(Segmentation mask data)
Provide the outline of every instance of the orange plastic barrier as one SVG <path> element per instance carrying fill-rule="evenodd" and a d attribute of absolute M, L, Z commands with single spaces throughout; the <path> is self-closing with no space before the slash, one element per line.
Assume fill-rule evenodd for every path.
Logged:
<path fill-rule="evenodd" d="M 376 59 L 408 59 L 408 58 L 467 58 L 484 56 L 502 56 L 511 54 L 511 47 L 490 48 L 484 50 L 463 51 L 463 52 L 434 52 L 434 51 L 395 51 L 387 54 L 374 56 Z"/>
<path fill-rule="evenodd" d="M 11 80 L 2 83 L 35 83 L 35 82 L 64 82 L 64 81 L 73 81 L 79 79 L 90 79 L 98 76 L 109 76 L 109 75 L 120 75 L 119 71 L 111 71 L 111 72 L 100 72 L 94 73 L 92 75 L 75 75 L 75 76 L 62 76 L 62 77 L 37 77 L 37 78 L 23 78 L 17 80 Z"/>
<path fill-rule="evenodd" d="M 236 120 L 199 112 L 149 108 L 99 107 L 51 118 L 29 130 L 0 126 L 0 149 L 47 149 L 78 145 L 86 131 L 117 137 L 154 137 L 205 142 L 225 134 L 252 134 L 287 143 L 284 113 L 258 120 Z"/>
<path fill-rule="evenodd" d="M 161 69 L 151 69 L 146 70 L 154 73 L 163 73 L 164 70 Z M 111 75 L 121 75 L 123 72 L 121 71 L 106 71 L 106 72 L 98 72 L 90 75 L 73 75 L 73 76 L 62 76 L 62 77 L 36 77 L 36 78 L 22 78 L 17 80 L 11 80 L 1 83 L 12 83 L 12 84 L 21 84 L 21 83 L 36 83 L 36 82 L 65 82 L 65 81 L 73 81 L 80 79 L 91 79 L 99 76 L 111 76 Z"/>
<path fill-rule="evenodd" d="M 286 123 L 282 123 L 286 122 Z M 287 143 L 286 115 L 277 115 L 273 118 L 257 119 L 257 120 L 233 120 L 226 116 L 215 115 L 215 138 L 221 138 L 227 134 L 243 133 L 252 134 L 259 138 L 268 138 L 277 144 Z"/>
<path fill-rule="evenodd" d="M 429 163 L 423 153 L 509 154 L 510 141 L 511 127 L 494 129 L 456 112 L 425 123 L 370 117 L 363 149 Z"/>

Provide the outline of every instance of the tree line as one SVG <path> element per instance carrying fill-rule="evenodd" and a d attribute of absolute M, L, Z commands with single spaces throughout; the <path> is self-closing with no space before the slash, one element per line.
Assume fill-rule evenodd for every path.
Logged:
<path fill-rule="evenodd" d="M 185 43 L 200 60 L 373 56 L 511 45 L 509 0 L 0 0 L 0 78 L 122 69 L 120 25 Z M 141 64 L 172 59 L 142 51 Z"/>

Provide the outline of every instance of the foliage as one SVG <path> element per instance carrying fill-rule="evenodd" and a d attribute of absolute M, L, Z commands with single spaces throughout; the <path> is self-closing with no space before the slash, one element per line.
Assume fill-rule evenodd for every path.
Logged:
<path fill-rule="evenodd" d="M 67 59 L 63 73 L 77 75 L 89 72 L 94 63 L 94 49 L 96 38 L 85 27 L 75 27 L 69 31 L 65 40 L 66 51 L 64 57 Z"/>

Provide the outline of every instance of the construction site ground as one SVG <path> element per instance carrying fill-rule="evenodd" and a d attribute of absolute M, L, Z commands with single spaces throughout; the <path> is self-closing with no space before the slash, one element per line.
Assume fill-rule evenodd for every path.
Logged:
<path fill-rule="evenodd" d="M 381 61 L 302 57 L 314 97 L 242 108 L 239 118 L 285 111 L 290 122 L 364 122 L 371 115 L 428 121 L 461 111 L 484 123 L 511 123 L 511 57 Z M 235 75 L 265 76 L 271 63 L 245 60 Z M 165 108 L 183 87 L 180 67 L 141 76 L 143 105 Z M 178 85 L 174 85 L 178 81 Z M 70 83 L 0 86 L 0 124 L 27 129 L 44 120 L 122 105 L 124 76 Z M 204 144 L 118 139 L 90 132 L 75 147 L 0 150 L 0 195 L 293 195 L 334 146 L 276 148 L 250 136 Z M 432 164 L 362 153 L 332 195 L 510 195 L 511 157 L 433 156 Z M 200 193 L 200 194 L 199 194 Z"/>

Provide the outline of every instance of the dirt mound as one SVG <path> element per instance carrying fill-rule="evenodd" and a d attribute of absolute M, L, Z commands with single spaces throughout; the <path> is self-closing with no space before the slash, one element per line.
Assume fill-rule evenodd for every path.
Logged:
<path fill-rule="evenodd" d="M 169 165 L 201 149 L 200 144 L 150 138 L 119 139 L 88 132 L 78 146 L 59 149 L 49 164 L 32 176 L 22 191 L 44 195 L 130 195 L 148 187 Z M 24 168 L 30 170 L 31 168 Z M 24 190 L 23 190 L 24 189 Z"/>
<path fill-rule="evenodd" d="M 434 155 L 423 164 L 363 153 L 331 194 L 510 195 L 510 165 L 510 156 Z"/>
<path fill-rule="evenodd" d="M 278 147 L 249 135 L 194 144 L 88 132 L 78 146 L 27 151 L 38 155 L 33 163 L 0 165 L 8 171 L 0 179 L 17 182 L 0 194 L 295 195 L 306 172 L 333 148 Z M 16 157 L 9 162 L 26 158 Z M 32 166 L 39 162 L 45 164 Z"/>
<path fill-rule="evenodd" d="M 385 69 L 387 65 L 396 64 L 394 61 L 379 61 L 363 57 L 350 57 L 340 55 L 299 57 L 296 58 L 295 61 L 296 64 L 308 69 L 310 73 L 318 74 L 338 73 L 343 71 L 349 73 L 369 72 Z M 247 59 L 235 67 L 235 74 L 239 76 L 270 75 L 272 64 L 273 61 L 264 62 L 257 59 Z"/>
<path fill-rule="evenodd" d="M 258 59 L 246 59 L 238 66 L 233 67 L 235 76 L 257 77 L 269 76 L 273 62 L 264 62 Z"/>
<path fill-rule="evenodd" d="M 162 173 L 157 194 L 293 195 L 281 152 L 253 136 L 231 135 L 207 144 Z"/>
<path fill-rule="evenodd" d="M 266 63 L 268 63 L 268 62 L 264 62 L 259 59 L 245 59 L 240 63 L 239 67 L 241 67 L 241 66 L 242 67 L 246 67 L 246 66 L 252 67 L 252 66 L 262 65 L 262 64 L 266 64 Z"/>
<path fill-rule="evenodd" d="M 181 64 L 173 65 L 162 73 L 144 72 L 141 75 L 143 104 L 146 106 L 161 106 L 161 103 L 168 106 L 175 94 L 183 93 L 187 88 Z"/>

#### What you should do
Each entry should be written out again exactly, with no word left out.

#### Problem solution
Provide the outline of every instance of the orange plastic barrier as one SVG <path> element per instance carrying fill-rule="evenodd" and a d attribute of absolute M, L, Z commands with single spaces throughout; the <path> is self-closing with no space before the slash, one element per line.
Assume fill-rule evenodd for every path.
Logged:
<path fill-rule="evenodd" d="M 376 59 L 408 59 L 408 58 L 467 58 L 484 56 L 502 56 L 511 54 L 511 47 L 490 48 L 484 50 L 463 51 L 463 52 L 434 52 L 434 51 L 395 51 L 387 54 L 374 56 Z"/>
<path fill-rule="evenodd" d="M 11 80 L 2 83 L 35 83 L 35 82 L 64 82 L 64 81 L 73 81 L 79 79 L 90 79 L 98 76 L 109 76 L 109 75 L 120 75 L 119 71 L 111 71 L 111 72 L 100 72 L 94 73 L 92 75 L 75 75 L 75 76 L 62 76 L 62 77 L 37 77 L 37 78 L 23 78 L 17 80 Z"/>
<path fill-rule="evenodd" d="M 236 120 L 199 112 L 149 108 L 99 107 L 51 118 L 29 130 L 0 126 L 0 149 L 47 149 L 78 145 L 86 131 L 117 137 L 154 137 L 205 142 L 225 134 L 252 134 L 287 143 L 284 113 L 258 120 Z"/>
<path fill-rule="evenodd" d="M 161 69 L 151 69 L 146 70 L 154 73 L 163 73 L 164 70 Z M 111 75 L 121 75 L 123 72 L 121 71 L 106 71 L 106 72 L 98 72 L 90 75 L 73 75 L 73 76 L 62 76 L 62 77 L 36 77 L 36 78 L 22 78 L 17 80 L 11 80 L 1 83 L 12 83 L 12 84 L 21 84 L 21 83 L 36 83 L 36 82 L 65 82 L 65 81 L 73 81 L 80 79 L 91 79 L 99 76 L 111 76 Z"/>
<path fill-rule="evenodd" d="M 286 123 L 282 123 L 286 122 Z M 287 143 L 286 115 L 277 115 L 273 118 L 257 119 L 257 120 L 233 120 L 226 116 L 215 115 L 215 138 L 221 138 L 227 134 L 243 133 L 252 134 L 259 138 L 268 138 L 277 144 Z"/>
<path fill-rule="evenodd" d="M 429 163 L 423 153 L 509 154 L 510 141 L 511 127 L 494 129 L 456 112 L 425 123 L 370 117 L 363 149 Z"/>

Provide the outline of every instance of the tree line as one SVG <path> element per instance carrying fill-rule="evenodd" and a d attribute of absolute M, L, Z commands with single spaces throughout; the <path> is self-closing with no space before the slash, one element per line.
Assume fill-rule evenodd for every path.
Logged:
<path fill-rule="evenodd" d="M 185 43 L 200 60 L 373 56 L 511 45 L 509 0 L 0 0 L 0 78 L 122 69 L 120 25 Z M 141 64 L 172 59 L 142 51 Z"/>

Provide the outline of every instance of the foliage as one SVG <path> element per instance carrying fill-rule="evenodd" and a d attribute of absolute M, L, Z commands with single spaces throughout; the <path> is self-closing with no space before the slash, one element per line.
Assume fill-rule evenodd for every path.
Logged:
<path fill-rule="evenodd" d="M 67 59 L 63 73 L 77 75 L 89 72 L 94 63 L 94 49 L 96 38 L 85 27 L 75 27 L 69 31 L 65 40 L 66 51 L 64 57 Z"/>

Provide the outline of every instance of the construction site ground as one SVG <path> element per instance carrying fill-rule="evenodd" and a d attribute of absolute M, L, Z commands with single spaces throughout; the <path> is self-closing with no space before the slash, one element per line.
Assume fill-rule evenodd for every path.
Logged:
<path fill-rule="evenodd" d="M 381 61 L 302 57 L 314 97 L 242 108 L 239 118 L 285 111 L 290 122 L 364 122 L 371 115 L 428 121 L 461 111 L 484 123 L 511 123 L 511 57 Z M 235 75 L 265 76 L 271 63 L 245 60 Z M 165 108 L 183 87 L 180 67 L 141 76 L 143 105 Z M 178 85 L 174 85 L 178 81 Z M 70 83 L 0 86 L 0 124 L 27 129 L 44 120 L 122 105 L 124 76 Z M 204 144 L 118 139 L 90 132 L 75 147 L 0 150 L 0 195 L 293 195 L 334 146 L 276 148 L 250 136 Z M 432 164 L 362 153 L 332 195 L 510 195 L 511 157 L 433 156 Z M 200 193 L 200 194 L 199 194 Z"/>

Provide the outline of every instance of the dirt mound as one SVG <path> element per instance carrying fill-rule="evenodd" and a d attribute of absolute M, L, Z commands with single spaces throughout; the <path> is self-closing with no space before the slash, one element per line.
Assume fill-rule evenodd for every path.
Logged:
<path fill-rule="evenodd" d="M 169 165 L 201 149 L 200 144 L 150 138 L 119 139 L 88 132 L 78 146 L 59 149 L 49 164 L 32 176 L 22 191 L 44 195 L 130 195 L 148 187 Z M 24 168 L 30 170 L 31 168 Z M 24 190 L 23 190 L 24 189 Z"/>
<path fill-rule="evenodd" d="M 434 155 L 423 164 L 363 153 L 331 194 L 510 195 L 510 165 L 510 156 Z"/>
<path fill-rule="evenodd" d="M 278 147 L 249 135 L 194 144 L 88 132 L 78 146 L 27 151 L 38 155 L 33 163 L 0 165 L 8 171 L 0 179 L 17 182 L 0 194 L 295 195 L 306 172 L 333 148 Z M 16 157 L 9 162 L 26 158 Z M 32 166 L 39 162 L 45 164 Z"/>
<path fill-rule="evenodd" d="M 385 69 L 387 65 L 396 64 L 394 61 L 379 61 L 363 57 L 350 57 L 340 55 L 299 57 L 296 58 L 295 61 L 296 64 L 308 69 L 310 73 L 318 74 L 338 73 L 343 71 L 349 73 L 369 72 Z M 247 59 L 235 67 L 235 74 L 239 76 L 270 75 L 272 64 L 273 61 L 264 62 L 257 59 Z"/>
<path fill-rule="evenodd" d="M 258 59 L 246 59 L 238 66 L 233 67 L 235 76 L 257 77 L 269 76 L 273 62 L 264 62 Z"/>
<path fill-rule="evenodd" d="M 162 173 L 157 194 L 293 195 L 281 152 L 253 136 L 231 135 L 207 144 Z"/>
<path fill-rule="evenodd" d="M 266 63 L 268 63 L 268 62 L 264 62 L 259 59 L 245 59 L 240 63 L 239 67 L 241 67 L 241 66 L 242 67 L 246 67 L 246 66 L 252 67 L 252 66 L 262 65 L 262 64 L 266 64 Z"/>
<path fill-rule="evenodd" d="M 181 64 L 173 65 L 162 73 L 144 72 L 141 75 L 143 104 L 146 106 L 161 106 L 161 103 L 168 106 L 175 94 L 183 93 L 187 88 Z"/>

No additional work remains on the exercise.